Dostarczony wykaz:
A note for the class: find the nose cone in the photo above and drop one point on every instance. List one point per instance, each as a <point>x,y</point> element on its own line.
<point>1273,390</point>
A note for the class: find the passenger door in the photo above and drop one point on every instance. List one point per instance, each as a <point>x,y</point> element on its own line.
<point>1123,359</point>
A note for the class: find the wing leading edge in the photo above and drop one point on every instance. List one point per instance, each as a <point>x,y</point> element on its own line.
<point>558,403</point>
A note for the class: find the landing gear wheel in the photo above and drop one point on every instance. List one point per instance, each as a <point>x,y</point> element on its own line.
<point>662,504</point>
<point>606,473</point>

--

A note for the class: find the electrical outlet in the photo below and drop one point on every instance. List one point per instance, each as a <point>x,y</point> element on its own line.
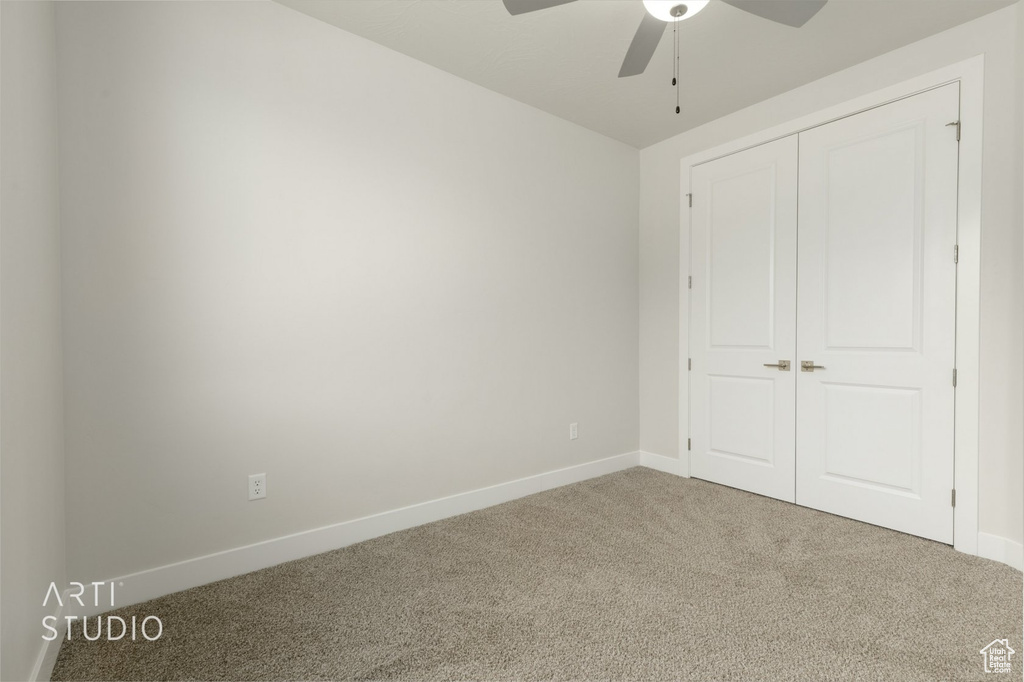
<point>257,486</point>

...

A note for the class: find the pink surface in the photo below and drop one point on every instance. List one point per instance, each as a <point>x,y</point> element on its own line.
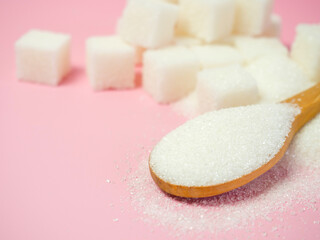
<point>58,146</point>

Polecenie:
Proszę podać ponownie, bez żadnych zmian, fragment wykazu od wiersza zawierającego „A note for the class: find the landing” aż po wiersz zawierający „<point>606,473</point>”, łącznie z tymi dwoma wierszami.

Rozwiązanie zadania:
A note for the class: find the landing gear wheel in the photo above and drop one point on every instance. List one point per instance, each as a <point>x,y</point> element on its own line.
<point>662,504</point>
<point>606,473</point>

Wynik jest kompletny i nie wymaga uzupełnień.